| Record excerpts |
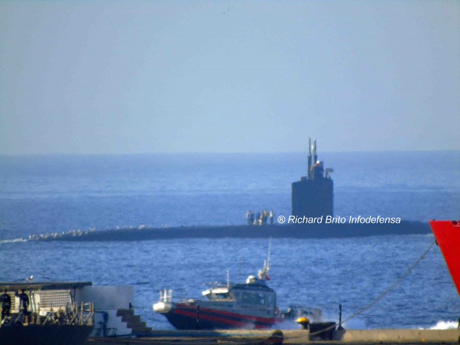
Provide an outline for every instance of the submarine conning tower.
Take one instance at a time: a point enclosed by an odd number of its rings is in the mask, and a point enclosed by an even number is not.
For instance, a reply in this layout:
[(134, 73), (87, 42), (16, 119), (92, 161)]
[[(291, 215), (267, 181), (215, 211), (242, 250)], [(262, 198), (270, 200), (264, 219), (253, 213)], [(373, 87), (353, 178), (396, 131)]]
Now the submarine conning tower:
[(308, 138), (307, 176), (292, 183), (292, 216), (309, 218), (334, 215), (334, 182), (330, 176), (333, 172), (330, 168), (325, 170), (323, 162), (318, 160), (316, 139), (312, 147), (311, 140)]

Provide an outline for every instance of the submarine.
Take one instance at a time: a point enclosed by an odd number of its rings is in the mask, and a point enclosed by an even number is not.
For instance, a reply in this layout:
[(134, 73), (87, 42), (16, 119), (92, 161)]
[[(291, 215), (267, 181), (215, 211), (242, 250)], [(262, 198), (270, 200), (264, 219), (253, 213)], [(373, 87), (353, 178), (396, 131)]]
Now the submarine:
[(334, 172), (334, 169), (325, 170), (324, 162), (318, 160), (316, 140), (313, 140), (312, 146), (311, 139), (308, 138), (307, 175), (292, 184), (292, 216), (314, 218), (333, 217), (334, 181), (331, 178), (332, 172)]

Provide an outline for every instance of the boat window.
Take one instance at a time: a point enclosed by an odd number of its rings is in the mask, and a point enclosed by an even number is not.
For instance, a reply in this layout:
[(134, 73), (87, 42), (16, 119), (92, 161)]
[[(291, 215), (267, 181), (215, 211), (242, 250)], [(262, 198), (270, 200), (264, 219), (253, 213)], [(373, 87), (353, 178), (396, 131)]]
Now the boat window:
[(268, 295), (267, 296), (267, 303), (269, 306), (273, 305), (273, 300), (274, 298), (273, 298), (273, 294), (271, 293), (269, 293)]
[(265, 294), (259, 292), (257, 294), (257, 304), (265, 304)]
[(216, 298), (218, 300), (228, 300), (230, 298), (230, 295), (228, 292), (226, 293), (215, 293), (214, 294), (216, 295)]

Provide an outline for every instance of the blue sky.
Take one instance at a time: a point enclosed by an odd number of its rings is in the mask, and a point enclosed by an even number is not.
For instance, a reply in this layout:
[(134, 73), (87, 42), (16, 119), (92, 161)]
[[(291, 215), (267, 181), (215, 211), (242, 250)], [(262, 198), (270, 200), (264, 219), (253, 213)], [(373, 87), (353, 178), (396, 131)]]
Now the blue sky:
[(459, 33), (458, 1), (4, 1), (0, 154), (458, 150)]

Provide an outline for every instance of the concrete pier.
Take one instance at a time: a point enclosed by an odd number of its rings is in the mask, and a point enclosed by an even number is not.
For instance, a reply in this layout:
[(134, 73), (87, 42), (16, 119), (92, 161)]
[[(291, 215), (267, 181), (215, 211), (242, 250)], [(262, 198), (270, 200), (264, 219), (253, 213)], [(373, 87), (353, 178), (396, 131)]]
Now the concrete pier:
[[(320, 340), (308, 330), (277, 331), (225, 330), (216, 331), (153, 331), (137, 338), (89, 338), (86, 345), (135, 344), (458, 344), (460, 330), (380, 329), (338, 330), (334, 340)], [(280, 332), (280, 331), (278, 331)]]

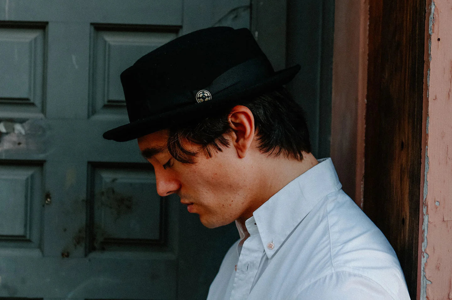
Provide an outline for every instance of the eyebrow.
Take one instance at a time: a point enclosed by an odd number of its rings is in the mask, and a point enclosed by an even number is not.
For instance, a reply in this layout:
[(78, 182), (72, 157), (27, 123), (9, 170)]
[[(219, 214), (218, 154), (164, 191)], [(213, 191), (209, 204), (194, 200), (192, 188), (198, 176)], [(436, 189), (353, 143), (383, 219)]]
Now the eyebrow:
[(166, 146), (162, 146), (160, 147), (146, 148), (141, 152), (141, 155), (145, 158), (150, 158), (155, 154), (161, 153), (166, 150)]

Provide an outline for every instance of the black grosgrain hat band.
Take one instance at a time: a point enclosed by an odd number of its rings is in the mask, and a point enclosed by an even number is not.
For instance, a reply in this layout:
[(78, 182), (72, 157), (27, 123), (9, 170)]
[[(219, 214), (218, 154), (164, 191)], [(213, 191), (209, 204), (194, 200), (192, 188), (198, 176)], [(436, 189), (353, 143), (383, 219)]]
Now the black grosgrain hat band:
[(124, 142), (195, 122), (273, 90), (299, 70), (296, 65), (275, 72), (247, 28), (191, 32), (121, 74), (129, 123), (103, 136)]
[[(251, 70), (254, 71), (250, 72)], [(178, 91), (174, 94), (166, 92), (154, 96), (156, 99), (168, 99), (163, 105), (158, 107), (150, 106), (149, 103), (151, 102), (148, 101), (135, 102), (132, 105), (137, 106), (132, 109), (137, 113), (130, 121), (132, 122), (145, 118), (150, 113), (163, 113), (193, 103), (201, 105), (207, 104), (207, 101), (215, 102), (216, 99), (220, 100), (221, 96), (227, 93), (228, 91), (245, 88), (253, 83), (268, 77), (272, 71), (273, 70), (268, 69), (266, 64), (263, 63), (262, 59), (255, 58), (249, 60), (224, 72), (207, 86), (199, 87), (198, 89), (192, 91)], [(205, 91), (204, 98), (202, 95), (200, 96), (202, 91)]]

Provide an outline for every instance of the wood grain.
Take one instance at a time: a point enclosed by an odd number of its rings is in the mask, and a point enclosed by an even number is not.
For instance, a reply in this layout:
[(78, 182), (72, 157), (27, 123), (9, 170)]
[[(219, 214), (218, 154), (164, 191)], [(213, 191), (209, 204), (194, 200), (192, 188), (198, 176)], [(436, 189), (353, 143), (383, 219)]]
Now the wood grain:
[(364, 212), (417, 285), (425, 0), (369, 3)]

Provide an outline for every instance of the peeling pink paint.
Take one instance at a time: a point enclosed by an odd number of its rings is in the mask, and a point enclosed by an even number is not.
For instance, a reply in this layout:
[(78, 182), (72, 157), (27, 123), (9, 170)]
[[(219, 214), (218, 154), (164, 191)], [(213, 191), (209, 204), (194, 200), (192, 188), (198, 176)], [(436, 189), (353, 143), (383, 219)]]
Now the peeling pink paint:
[(433, 1), (431, 8), (426, 41), (430, 60), (423, 247), (427, 284), (421, 294), (443, 300), (452, 299), (452, 0)]

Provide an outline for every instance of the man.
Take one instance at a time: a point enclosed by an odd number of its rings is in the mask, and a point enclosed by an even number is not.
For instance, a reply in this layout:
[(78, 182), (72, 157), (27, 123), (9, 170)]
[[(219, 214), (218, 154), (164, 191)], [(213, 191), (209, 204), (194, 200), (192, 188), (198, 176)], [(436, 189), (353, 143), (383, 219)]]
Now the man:
[(251, 33), (213, 28), (177, 38), (121, 74), (130, 123), (157, 190), (240, 235), (208, 299), (408, 299), (381, 232), (310, 153), (301, 108)]

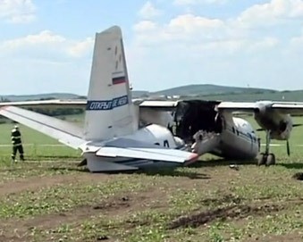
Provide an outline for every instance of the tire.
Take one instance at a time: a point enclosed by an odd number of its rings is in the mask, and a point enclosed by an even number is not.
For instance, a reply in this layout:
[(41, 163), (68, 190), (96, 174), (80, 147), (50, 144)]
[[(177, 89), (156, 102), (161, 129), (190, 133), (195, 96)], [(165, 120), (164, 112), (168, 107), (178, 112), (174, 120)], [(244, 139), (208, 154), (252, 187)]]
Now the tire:
[(275, 164), (275, 156), (274, 154), (271, 153), (267, 155), (265, 165), (270, 166), (274, 164)]
[(260, 165), (265, 164), (266, 158), (267, 156), (264, 153), (261, 153), (260, 156), (257, 159), (257, 165), (260, 166)]

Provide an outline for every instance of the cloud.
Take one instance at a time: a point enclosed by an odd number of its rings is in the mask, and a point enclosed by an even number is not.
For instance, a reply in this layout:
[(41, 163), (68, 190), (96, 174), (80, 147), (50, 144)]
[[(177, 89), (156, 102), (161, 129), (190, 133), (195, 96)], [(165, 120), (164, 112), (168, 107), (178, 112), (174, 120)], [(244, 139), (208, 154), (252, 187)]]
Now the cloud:
[[(184, 13), (164, 23), (142, 21), (135, 24), (133, 29), (136, 44), (143, 46), (158, 45), (170, 48), (183, 46), (187, 49), (221, 53), (223, 50), (232, 54), (257, 49), (265, 51), (290, 41), (301, 17), (303, 1), (272, 0), (252, 5), (230, 19)], [(267, 28), (266, 31), (265, 28)]]
[(31, 0), (1, 0), (0, 20), (27, 23), (35, 20), (36, 6)]
[(227, 0), (174, 0), (175, 5), (198, 5), (198, 4), (225, 4)]
[(5, 40), (0, 43), (0, 56), (60, 61), (85, 57), (92, 51), (94, 40), (68, 39), (50, 30)]
[(300, 21), (302, 17), (303, 1), (272, 0), (245, 10), (237, 18), (237, 21), (246, 27), (254, 28), (277, 25), (290, 20)]
[(150, 20), (159, 16), (161, 13), (162, 12), (156, 9), (151, 2), (147, 1), (139, 11), (139, 15), (144, 20)]

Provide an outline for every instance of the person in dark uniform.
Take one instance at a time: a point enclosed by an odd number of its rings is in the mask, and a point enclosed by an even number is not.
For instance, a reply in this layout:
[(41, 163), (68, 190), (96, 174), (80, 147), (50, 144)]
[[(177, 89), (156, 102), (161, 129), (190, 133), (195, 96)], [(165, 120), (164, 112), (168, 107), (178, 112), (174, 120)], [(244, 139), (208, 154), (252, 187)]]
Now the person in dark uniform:
[(24, 161), (21, 133), (19, 130), (18, 125), (15, 125), (14, 128), (12, 129), (12, 144), (13, 144), (13, 153), (12, 153), (13, 161), (16, 162), (17, 151), (19, 151), (20, 159), (21, 161)]

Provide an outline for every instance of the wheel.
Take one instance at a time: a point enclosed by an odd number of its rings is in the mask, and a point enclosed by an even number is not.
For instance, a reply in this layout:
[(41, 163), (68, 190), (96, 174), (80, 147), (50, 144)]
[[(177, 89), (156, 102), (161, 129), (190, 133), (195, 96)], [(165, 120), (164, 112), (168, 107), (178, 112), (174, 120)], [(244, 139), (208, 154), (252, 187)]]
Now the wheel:
[(266, 166), (274, 165), (275, 164), (275, 156), (274, 154), (269, 154), (266, 158)]
[(266, 163), (266, 158), (267, 158), (267, 155), (265, 154), (264, 153), (261, 153), (260, 156), (257, 159), (257, 165), (263, 165), (263, 164), (265, 164)]

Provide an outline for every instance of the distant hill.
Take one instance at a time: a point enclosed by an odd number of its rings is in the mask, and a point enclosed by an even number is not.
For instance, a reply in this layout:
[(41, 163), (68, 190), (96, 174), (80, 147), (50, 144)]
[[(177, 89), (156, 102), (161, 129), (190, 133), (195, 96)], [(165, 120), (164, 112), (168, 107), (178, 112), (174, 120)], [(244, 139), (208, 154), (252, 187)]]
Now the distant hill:
[(173, 88), (169, 88), (158, 92), (153, 92), (151, 95), (159, 96), (205, 96), (210, 94), (239, 94), (239, 93), (264, 93), (264, 92), (274, 92), (272, 89), (264, 89), (264, 88), (236, 88), (236, 87), (226, 87), (226, 86), (217, 86), (211, 84), (202, 84), (202, 85), (188, 85)]
[[(210, 84), (188, 85), (157, 92), (144, 90), (132, 91), (132, 96), (154, 97), (179, 96), (181, 99), (197, 98), (205, 100), (223, 101), (300, 101), (303, 102), (303, 90), (277, 91), (265, 88), (225, 87)], [(71, 93), (49, 93), (27, 96), (1, 96), (0, 101), (27, 101), (27, 100), (46, 100), (46, 99), (85, 99)]]

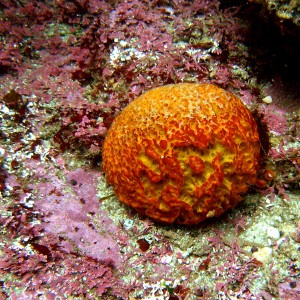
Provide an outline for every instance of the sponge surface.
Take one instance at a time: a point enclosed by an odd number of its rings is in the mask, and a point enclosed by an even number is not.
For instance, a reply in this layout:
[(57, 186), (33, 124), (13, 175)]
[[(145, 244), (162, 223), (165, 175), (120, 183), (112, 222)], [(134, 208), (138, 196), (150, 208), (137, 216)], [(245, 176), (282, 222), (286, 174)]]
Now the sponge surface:
[(163, 223), (197, 224), (234, 207), (256, 181), (257, 125), (212, 84), (155, 88), (114, 120), (103, 170), (120, 201)]

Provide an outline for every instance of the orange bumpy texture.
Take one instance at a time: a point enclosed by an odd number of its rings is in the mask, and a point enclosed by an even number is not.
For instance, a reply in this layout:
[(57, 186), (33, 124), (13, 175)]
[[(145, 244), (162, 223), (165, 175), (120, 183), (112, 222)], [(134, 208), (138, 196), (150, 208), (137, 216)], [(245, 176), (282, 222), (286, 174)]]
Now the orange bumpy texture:
[(117, 116), (103, 170), (118, 198), (164, 223), (221, 215), (256, 182), (257, 125), (240, 99), (212, 84), (155, 88)]

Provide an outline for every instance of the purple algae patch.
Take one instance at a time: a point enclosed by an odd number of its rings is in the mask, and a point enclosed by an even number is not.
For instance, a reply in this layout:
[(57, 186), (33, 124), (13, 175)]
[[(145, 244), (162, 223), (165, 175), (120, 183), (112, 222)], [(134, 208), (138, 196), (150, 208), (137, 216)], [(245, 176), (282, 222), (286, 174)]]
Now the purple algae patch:
[(35, 208), (43, 215), (46, 232), (61, 237), (66, 252), (79, 252), (120, 268), (122, 258), (114, 237), (118, 228), (98, 208), (97, 173), (82, 169), (67, 174), (67, 182), (51, 171), (35, 186)]

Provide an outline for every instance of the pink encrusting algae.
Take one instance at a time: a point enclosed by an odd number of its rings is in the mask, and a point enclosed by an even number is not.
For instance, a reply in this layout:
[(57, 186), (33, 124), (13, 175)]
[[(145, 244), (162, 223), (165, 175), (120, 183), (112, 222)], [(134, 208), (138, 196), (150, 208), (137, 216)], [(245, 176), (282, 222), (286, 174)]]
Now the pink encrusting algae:
[[(297, 299), (299, 27), (276, 21), (292, 1), (259, 2), (0, 1), (1, 299)], [(190, 227), (129, 209), (102, 171), (123, 109), (182, 83), (240, 98), (261, 162)]]

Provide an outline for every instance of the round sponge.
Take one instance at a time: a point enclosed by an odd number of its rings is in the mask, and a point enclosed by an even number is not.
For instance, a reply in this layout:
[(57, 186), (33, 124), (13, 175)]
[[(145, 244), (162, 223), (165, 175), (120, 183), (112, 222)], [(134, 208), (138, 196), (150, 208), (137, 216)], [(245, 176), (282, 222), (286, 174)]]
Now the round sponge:
[(260, 144), (248, 108), (212, 84), (152, 89), (114, 120), (103, 170), (118, 198), (163, 223), (197, 224), (255, 184)]

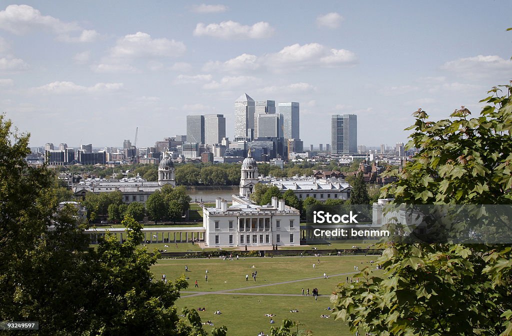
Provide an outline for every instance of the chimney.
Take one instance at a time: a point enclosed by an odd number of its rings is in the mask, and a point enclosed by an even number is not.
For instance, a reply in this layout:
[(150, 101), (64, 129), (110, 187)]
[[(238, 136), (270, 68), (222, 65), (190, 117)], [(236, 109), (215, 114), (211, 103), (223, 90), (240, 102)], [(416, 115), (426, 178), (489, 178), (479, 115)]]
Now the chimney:
[(272, 198), (272, 207), (278, 208), (278, 198), (274, 197)]

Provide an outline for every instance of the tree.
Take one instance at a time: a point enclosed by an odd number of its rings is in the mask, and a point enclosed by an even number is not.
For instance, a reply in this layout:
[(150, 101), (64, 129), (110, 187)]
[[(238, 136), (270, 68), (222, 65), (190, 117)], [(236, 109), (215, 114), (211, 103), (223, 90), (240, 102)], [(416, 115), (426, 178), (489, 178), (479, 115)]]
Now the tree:
[[(501, 88), (502, 89), (500, 89)], [(499, 95), (503, 90), (506, 93)], [(427, 121), (421, 109), (409, 148), (419, 149), (399, 179), (382, 189), (397, 204), (512, 203), (510, 86), (493, 88), (488, 105), (470, 118)], [(482, 205), (474, 207), (478, 209)], [(381, 335), (512, 334), (510, 246), (392, 244), (362, 281), (340, 285), (332, 299), (351, 329)]]
[(145, 212), (146, 209), (144, 207), (144, 204), (138, 202), (133, 202), (128, 204), (124, 216), (131, 216), (137, 221), (142, 222), (144, 220)]
[(350, 193), (350, 203), (352, 204), (369, 204), (370, 196), (367, 183), (362, 176), (362, 172), (359, 172), (352, 184), (352, 192)]
[(165, 202), (162, 192), (157, 190), (147, 198), (146, 212), (150, 220), (157, 222), (166, 220), (168, 215), (168, 204)]
[(89, 291), (94, 295), (88, 307), (92, 334), (175, 335), (179, 324), (174, 302), (188, 285), (182, 277), (175, 282), (155, 281), (150, 267), (158, 258), (141, 248), (142, 225), (127, 216), (122, 244), (108, 235), (93, 253), (94, 275)]
[(302, 204), (298, 198), (293, 194), (293, 191), (289, 189), (283, 194), (283, 199), (285, 200), (285, 203), (287, 205), (294, 207), (298, 211), (302, 208)]
[(260, 200), (260, 203), (258, 204), (260, 205), (270, 204), (272, 202), (272, 197), (281, 198), (281, 192), (279, 190), (279, 188), (275, 185), (271, 185), (268, 187), (267, 191), (262, 196), (261, 199)]

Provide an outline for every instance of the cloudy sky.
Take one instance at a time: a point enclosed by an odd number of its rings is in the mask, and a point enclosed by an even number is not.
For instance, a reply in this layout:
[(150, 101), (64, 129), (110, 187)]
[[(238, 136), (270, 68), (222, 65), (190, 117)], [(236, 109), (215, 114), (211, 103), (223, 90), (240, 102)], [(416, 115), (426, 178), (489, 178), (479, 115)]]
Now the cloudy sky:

| Request |
Using the material above, extract the line that contains "Provide an outline for every instance of the cloudy" and every line after it, exactly as given; stop at the last line.

| The reply |
Provide an outline for every instance of the cloudy sky.
Take one instance at a time: a point enclosed by an odd number of its rings is in the mask, and a point enclosed by an even number is not.
For instance, a reply in this layout:
[(150, 101), (64, 129), (110, 187)]
[[(238, 136), (270, 68), (222, 65), (190, 117)], [(236, 109), (215, 114), (211, 103), (223, 90), (240, 102)], [(416, 115), (426, 178), (489, 178), (479, 115)]]
Now the cloudy sky:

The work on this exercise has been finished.